> [The exercise]: In the passage on Philippine electrification, what electrification rate did Mindanao post?

> [Document passage]:

*-*-*

Over a million households in the Philippines remain without electricity, a gap the government aims to close within the next three years.


Energy Secretary Sharon S. Garin said the Department of Energy (DoE) and National Electrification Administration (NEA) are deploying a mix of strategies to speed up household energization, including microgrid systems, solarized homes, and streamlined grid connections.


“Just a little more and we’ll be close to 100%,” she said in a speech last year. “For every one peso the government spends on electrification, we get four pesos in return. So, it’s an investment for us and for our children.”


During his fourth State of the Nation Address in July 2025, President Ferdinand R. Marcos, Jr. directed the DoE and NEA to accelerate efforts to fully electrify the country before the end of his term in 2028.


As of June 2025, about 28.27 million households have been energized, accounting for 94.77% of the projected households from the 2020 Philippine Statistics Authority census.


Luzon posted the highest electrification rate at 98.53%, followed by the Visayas at 95.78%, while Mindanao continues to trail at 83.81%, highlighting the difficulty of reaching last-mile communities.


Under the 2024-2028 National Electrification Roadmap, the government was targeting a 96.51% electrification rate by the end of 2025.


The DoE’s Electric Power Industry Management Bureau (EPIMB) said achieving full electrification by 2028 will require an estimated P80.9 billion, with around P68.26 billion expected from government financing and P12.64 billion from private investments.

The funds will cover household connections to existing grids, distribution line extensions, stand-alone home systems, and microgrid projects.


NEA Administrator Antonio Mariano C. Almeda said the agency expected rural electrification to reach 91.7% by the end of 2025, aiming for 94% by the end of 2026 with higher subsidies from Congress.

*-*-*

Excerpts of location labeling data
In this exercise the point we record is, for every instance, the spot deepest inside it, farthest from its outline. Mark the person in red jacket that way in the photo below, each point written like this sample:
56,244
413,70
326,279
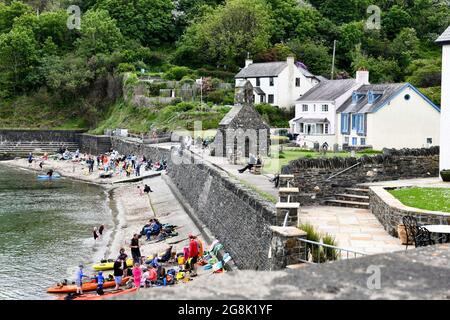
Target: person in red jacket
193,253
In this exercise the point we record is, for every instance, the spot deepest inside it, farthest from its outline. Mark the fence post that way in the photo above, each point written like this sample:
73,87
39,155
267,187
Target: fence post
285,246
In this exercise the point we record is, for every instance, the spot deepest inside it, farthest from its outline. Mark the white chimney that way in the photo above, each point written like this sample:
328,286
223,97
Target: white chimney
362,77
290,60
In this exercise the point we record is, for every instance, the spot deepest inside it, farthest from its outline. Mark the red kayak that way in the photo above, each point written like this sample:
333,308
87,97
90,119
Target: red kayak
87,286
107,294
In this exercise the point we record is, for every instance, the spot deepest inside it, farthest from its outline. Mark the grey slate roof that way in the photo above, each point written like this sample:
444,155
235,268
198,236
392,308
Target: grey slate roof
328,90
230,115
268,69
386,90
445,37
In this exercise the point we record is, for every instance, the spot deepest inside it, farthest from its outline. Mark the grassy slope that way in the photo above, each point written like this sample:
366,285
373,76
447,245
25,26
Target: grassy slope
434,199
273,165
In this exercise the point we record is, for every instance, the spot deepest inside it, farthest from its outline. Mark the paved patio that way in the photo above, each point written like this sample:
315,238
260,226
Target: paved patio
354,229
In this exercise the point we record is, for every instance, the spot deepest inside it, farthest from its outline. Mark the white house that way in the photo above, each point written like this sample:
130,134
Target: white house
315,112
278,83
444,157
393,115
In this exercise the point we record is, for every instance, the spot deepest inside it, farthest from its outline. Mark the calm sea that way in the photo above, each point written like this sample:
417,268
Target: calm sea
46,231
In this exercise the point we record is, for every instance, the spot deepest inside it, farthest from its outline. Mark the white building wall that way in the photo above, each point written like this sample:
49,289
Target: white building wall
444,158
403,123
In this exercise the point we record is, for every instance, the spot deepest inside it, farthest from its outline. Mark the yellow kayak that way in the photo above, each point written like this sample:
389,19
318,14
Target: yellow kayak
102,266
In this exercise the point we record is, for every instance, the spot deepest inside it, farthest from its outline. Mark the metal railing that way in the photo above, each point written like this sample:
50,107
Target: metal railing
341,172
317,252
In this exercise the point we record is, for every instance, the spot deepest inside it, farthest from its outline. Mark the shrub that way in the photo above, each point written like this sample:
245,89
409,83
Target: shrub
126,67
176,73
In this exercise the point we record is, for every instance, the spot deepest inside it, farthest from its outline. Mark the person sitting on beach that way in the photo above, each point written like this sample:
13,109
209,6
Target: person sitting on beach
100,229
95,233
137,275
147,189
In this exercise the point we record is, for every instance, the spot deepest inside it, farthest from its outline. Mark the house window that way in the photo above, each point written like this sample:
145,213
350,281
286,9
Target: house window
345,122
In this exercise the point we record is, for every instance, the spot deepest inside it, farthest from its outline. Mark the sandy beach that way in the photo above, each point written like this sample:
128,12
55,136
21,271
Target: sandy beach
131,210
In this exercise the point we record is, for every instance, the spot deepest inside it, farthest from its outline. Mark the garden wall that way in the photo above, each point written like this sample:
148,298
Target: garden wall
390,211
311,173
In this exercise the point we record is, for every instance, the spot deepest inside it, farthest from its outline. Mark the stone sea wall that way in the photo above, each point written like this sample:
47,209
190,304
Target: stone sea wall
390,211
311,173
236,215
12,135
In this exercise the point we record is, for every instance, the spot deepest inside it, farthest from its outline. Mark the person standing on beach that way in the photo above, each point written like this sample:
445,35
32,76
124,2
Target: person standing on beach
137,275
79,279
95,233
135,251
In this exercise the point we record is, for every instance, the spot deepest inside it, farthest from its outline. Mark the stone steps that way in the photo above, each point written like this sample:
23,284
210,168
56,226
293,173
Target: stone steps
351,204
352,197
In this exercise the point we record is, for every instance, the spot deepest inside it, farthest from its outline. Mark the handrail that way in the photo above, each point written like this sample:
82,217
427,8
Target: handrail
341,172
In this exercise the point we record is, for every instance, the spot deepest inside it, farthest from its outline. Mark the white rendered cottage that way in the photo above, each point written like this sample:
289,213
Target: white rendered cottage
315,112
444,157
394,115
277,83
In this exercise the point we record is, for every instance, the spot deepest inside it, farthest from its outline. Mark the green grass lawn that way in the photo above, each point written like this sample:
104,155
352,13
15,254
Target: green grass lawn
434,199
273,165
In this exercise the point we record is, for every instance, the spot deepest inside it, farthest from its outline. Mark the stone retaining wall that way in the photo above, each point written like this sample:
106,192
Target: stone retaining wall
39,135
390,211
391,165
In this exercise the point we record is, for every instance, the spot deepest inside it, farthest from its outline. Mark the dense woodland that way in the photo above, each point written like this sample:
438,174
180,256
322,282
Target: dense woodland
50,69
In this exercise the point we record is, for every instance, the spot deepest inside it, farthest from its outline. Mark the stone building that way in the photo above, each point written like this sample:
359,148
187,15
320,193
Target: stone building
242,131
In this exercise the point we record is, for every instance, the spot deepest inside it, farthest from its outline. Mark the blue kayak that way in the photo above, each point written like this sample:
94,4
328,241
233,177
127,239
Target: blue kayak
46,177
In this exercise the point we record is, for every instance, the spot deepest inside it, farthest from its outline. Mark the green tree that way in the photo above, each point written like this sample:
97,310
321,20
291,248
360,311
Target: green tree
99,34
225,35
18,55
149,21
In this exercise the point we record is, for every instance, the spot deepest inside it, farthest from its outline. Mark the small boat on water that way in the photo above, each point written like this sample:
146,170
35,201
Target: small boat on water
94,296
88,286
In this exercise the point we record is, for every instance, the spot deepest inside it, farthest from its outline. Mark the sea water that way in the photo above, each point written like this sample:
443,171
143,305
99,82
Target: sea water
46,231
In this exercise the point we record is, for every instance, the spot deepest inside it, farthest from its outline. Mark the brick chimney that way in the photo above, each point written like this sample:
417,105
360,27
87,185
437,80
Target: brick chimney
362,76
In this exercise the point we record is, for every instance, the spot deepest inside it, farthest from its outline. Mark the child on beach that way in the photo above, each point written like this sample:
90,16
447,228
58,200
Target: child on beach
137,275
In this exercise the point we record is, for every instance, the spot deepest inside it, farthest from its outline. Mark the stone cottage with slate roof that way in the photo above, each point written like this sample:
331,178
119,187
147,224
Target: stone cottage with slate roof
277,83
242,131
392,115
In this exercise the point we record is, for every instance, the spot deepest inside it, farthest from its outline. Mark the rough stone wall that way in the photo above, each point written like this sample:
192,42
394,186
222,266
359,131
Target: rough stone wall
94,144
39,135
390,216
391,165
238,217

*-*-*

> [Result for this task]: 83.81%